» O que se pede: Transcreva o texto sobre o paradigma indiciário desde o trecho que contém "Ginzburg prossegue fazendo" até logo após "não experimentou diretamente.", trocando "exame minucioso" por "exame detalhado".
***** Texto
Clara Figueiredo dos Santos
Graduanda do Curso de História
UFF/Campos dos Goytacazes
Na sua obra Mitos, Emblemas e Sinais (1991), mais especificamente no capítulo Sinais: raízes de um paradigma indiciário, Ginzburg procura esclarecer a origem da narração, que talvez tenha surgido numa sociedade de caçadores, os quais na intenção de transmitir através de pequenos traços uma situação ou evento que não podiam testemunhar diretamente, faziam uma sequência narrativa dos fatos. Ele intitula esse saber de paradigma venatório.
Ginzburg prossegue fazendo uma analogia, apesar do contexto social diferente, entre o paradigma venatório e o paradigma implícito nos textos divinatórios mesopotâmicos, que foram escritos a partir do terceiro milênio a.C., ressaltando que ambos requerem um exame minucioso da realidade para descobrir pistas de eventos que o observador não experimentou diretamente.
**********
***** Entradas listadas
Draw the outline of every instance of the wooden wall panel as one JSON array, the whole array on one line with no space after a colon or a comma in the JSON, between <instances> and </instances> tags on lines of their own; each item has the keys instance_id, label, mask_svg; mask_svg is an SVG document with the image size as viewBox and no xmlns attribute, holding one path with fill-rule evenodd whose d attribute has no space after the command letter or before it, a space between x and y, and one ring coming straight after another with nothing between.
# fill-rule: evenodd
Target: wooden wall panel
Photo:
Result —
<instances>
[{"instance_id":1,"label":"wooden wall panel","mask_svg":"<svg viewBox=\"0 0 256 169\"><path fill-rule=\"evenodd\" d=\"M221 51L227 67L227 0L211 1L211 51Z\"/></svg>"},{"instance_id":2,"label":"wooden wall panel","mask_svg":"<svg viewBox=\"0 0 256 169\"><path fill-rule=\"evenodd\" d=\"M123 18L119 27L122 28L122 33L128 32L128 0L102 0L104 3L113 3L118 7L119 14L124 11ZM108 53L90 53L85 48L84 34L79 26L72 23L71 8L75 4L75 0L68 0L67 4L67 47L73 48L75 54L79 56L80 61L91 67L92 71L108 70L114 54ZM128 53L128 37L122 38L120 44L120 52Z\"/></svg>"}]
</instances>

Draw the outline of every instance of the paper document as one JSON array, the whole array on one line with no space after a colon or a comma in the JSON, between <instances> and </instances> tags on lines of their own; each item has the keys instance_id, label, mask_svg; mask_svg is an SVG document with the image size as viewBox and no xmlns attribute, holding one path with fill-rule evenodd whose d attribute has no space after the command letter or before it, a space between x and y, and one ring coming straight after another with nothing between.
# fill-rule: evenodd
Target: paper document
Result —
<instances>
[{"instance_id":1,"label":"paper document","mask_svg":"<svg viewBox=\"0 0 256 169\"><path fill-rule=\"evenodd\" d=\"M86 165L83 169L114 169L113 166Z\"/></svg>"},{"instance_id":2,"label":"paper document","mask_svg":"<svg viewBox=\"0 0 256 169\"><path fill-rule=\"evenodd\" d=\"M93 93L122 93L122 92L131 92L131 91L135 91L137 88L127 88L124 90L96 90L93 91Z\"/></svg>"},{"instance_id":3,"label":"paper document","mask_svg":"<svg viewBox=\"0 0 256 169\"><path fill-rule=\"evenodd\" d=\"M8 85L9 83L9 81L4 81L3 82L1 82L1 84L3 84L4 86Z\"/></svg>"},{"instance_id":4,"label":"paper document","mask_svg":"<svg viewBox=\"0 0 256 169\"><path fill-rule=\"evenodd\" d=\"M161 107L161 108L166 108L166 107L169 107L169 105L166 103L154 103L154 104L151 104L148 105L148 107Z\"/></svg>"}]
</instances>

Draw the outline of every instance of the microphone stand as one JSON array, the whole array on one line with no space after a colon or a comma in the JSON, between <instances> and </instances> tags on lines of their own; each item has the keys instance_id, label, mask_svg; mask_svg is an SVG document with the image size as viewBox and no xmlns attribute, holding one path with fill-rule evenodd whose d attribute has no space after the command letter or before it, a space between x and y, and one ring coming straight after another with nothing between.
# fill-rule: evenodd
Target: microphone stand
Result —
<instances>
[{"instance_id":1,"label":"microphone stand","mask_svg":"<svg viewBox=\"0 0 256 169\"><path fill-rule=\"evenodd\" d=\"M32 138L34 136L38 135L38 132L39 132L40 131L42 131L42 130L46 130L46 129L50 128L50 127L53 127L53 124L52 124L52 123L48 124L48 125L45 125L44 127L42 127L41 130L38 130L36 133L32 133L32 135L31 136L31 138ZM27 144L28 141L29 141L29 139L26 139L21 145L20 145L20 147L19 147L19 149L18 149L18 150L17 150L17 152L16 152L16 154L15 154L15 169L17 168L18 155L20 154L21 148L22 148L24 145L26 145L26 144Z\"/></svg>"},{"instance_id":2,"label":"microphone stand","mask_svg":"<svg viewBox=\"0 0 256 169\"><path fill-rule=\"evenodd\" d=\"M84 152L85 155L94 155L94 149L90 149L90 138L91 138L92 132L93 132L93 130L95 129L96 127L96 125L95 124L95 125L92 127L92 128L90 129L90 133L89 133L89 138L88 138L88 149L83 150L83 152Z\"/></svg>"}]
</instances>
**********
» Sua solução:
Ginzburg prossegue fazendo uma analogia, apesar do contexto social diferente, entre o paradigma venatório e o paradigma implícito nos textos divinatórios mesopotâmicos, que foram escritos a partir do terceiro milênio a.C., ressaltando que ambos requerem um exame detalhado da realidade para descobrir pistas de eventos que o observador não experimentou diretamente.